[begin Exercise data]
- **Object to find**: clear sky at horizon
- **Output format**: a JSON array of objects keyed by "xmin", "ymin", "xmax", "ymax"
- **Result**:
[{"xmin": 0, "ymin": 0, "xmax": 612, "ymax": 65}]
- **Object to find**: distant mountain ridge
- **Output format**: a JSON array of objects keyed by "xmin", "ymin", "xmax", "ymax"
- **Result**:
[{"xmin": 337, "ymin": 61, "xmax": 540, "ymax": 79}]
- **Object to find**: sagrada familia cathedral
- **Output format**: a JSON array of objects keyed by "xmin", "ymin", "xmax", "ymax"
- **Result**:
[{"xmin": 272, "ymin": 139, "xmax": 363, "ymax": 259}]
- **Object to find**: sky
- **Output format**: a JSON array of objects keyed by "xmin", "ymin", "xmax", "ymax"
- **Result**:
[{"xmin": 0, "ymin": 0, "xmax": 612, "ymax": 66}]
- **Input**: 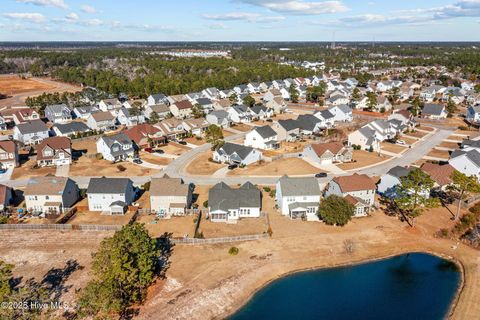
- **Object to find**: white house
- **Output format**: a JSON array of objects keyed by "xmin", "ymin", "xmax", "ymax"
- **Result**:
[
  {"xmin": 212, "ymin": 142, "xmax": 262, "ymax": 166},
  {"xmin": 24, "ymin": 176, "xmax": 79, "ymax": 214},
  {"xmin": 87, "ymin": 177, "xmax": 135, "ymax": 215},
  {"xmin": 208, "ymin": 182, "xmax": 262, "ymax": 223},
  {"xmin": 325, "ymin": 173, "xmax": 377, "ymax": 217},
  {"xmin": 244, "ymin": 126, "xmax": 279, "ymax": 150},
  {"xmin": 275, "ymin": 176, "xmax": 321, "ymax": 221},
  {"xmin": 97, "ymin": 133, "xmax": 135, "ymax": 162},
  {"xmin": 150, "ymin": 175, "xmax": 193, "ymax": 218}
]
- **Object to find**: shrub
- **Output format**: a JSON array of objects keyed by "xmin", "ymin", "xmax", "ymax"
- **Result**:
[{"xmin": 228, "ymin": 247, "xmax": 239, "ymax": 256}]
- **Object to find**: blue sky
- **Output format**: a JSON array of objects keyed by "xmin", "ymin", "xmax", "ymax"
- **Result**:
[{"xmin": 0, "ymin": 0, "xmax": 480, "ymax": 41}]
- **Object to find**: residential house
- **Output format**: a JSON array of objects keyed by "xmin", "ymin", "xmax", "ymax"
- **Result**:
[
  {"xmin": 303, "ymin": 142, "xmax": 353, "ymax": 165},
  {"xmin": 422, "ymin": 103, "xmax": 448, "ymax": 120},
  {"xmin": 147, "ymin": 93, "xmax": 170, "ymax": 106},
  {"xmin": 212, "ymin": 142, "xmax": 262, "ymax": 166},
  {"xmin": 328, "ymin": 104, "xmax": 353, "ymax": 122},
  {"xmin": 208, "ymin": 182, "xmax": 262, "ymax": 223},
  {"xmin": 275, "ymin": 176, "xmax": 321, "ymax": 221},
  {"xmin": 0, "ymin": 184, "xmax": 13, "ymax": 211},
  {"xmin": 45, "ymin": 104, "xmax": 72, "ymax": 123},
  {"xmin": 0, "ymin": 140, "xmax": 19, "ymax": 169},
  {"xmin": 12, "ymin": 108, "xmax": 40, "ymax": 125},
  {"xmin": 36, "ymin": 137, "xmax": 72, "ymax": 167},
  {"xmin": 206, "ymin": 110, "xmax": 231, "ymax": 128},
  {"xmin": 52, "ymin": 122, "xmax": 90, "ymax": 137},
  {"xmin": 98, "ymin": 99, "xmax": 122, "ymax": 112},
  {"xmin": 377, "ymin": 166, "xmax": 413, "ymax": 198},
  {"xmin": 24, "ymin": 175, "xmax": 79, "ymax": 214},
  {"xmin": 448, "ymin": 149, "xmax": 480, "ymax": 179},
  {"xmin": 123, "ymin": 123, "xmax": 167, "ymax": 148},
  {"xmin": 13, "ymin": 120, "xmax": 49, "ymax": 145},
  {"xmin": 73, "ymin": 106, "xmax": 100, "ymax": 120},
  {"xmin": 313, "ymin": 110, "xmax": 335, "ymax": 129},
  {"xmin": 87, "ymin": 111, "xmax": 116, "ymax": 131},
  {"xmin": 420, "ymin": 162, "xmax": 455, "ymax": 191},
  {"xmin": 244, "ymin": 126, "xmax": 279, "ymax": 150},
  {"xmin": 143, "ymin": 104, "xmax": 170, "ymax": 120},
  {"xmin": 87, "ymin": 177, "xmax": 135, "ymax": 215},
  {"xmin": 249, "ymin": 105, "xmax": 273, "ymax": 120},
  {"xmin": 272, "ymin": 119, "xmax": 300, "ymax": 142},
  {"xmin": 325, "ymin": 173, "xmax": 377, "ymax": 217},
  {"xmin": 150, "ymin": 175, "xmax": 193, "ymax": 218},
  {"xmin": 155, "ymin": 118, "xmax": 188, "ymax": 140},
  {"xmin": 183, "ymin": 118, "xmax": 209, "ymax": 137},
  {"xmin": 170, "ymin": 100, "xmax": 193, "ymax": 119},
  {"xmin": 465, "ymin": 105, "xmax": 480, "ymax": 125},
  {"xmin": 97, "ymin": 133, "xmax": 135, "ymax": 162},
  {"xmin": 117, "ymin": 107, "xmax": 145, "ymax": 127},
  {"xmin": 227, "ymin": 105, "xmax": 252, "ymax": 123}
]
[end Exercise data]
Written instruction:
State how many lines in the items above contain the word "house", with uppercase and lowercase letters treated as different. Give only the number.

Task solution:
2